Pull out each line in the material below that contains the string "outline". Uppercase and lowercase letters must match.

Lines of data
* BEGIN *
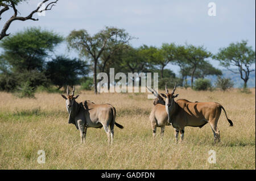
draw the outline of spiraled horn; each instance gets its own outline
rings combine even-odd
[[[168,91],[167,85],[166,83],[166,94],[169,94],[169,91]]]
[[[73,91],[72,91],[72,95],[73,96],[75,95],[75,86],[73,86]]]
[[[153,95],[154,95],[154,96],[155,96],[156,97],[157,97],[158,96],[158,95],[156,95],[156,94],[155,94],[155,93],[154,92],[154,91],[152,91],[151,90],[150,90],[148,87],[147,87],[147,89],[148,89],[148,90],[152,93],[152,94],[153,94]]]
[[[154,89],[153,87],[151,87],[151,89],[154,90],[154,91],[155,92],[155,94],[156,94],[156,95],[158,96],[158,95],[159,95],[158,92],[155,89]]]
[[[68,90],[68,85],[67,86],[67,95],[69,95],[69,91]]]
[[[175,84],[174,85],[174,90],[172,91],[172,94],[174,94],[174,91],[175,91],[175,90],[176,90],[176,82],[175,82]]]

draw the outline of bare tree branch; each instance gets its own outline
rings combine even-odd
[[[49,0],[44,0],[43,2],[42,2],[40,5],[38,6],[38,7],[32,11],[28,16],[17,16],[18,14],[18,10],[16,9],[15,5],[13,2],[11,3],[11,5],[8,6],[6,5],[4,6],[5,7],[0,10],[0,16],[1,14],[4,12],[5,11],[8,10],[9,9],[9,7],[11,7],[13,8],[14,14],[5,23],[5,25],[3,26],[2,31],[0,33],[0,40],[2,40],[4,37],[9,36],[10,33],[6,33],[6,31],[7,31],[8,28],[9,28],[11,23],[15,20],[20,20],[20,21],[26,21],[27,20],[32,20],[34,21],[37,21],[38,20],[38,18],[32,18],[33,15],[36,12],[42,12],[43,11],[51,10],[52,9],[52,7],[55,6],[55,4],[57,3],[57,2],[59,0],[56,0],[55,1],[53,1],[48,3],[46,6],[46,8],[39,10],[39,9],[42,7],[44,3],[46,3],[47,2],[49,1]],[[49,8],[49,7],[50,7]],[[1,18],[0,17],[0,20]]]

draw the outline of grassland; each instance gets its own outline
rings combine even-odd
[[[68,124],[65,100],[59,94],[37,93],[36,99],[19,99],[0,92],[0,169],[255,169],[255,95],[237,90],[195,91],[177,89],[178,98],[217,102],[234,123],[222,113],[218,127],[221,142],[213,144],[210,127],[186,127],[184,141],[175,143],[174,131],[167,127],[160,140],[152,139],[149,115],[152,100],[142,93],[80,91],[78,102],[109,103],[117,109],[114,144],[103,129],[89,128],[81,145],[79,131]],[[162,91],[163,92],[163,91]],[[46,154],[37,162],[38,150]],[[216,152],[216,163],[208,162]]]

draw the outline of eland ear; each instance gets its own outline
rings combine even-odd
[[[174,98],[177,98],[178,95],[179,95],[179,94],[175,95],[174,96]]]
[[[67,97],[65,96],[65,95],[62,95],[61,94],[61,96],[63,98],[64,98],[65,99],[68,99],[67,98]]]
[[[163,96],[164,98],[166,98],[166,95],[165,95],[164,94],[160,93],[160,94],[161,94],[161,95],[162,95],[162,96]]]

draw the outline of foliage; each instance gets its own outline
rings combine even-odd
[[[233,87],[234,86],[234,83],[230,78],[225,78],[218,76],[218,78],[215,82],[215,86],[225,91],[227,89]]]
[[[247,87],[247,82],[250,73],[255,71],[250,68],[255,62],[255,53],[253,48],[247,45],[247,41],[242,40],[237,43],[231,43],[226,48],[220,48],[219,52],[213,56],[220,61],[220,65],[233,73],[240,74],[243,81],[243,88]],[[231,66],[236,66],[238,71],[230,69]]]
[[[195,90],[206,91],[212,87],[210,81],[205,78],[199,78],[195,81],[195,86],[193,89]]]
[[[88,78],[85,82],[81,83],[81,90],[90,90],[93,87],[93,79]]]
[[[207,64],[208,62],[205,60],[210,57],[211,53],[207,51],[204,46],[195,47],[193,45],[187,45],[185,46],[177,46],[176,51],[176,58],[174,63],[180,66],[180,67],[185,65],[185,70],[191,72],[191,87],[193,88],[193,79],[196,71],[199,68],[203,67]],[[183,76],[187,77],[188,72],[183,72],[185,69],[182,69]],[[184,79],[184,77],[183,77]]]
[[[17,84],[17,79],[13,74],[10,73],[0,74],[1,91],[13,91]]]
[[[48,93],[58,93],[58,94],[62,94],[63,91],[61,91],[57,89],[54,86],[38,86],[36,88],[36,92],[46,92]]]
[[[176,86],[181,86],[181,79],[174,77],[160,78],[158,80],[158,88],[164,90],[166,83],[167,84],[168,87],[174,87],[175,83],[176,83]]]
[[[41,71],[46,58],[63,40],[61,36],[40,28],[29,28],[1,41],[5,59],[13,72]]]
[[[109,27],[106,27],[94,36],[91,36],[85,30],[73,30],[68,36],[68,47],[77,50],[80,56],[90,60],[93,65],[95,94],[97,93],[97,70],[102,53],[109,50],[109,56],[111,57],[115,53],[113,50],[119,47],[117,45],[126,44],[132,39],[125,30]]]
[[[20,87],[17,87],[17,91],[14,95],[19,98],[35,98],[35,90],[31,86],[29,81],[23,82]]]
* END *
#### Reply
draw the outline of spiraled horn; each instance gets its own outline
draw the outline of bare tree branch; each instance gets its own outline
draw the outline of grassland; each instance gets its own outline
draw the outline of eland ear; each instance gets its own outline
draw the outline of foliage; each instance gets its own outline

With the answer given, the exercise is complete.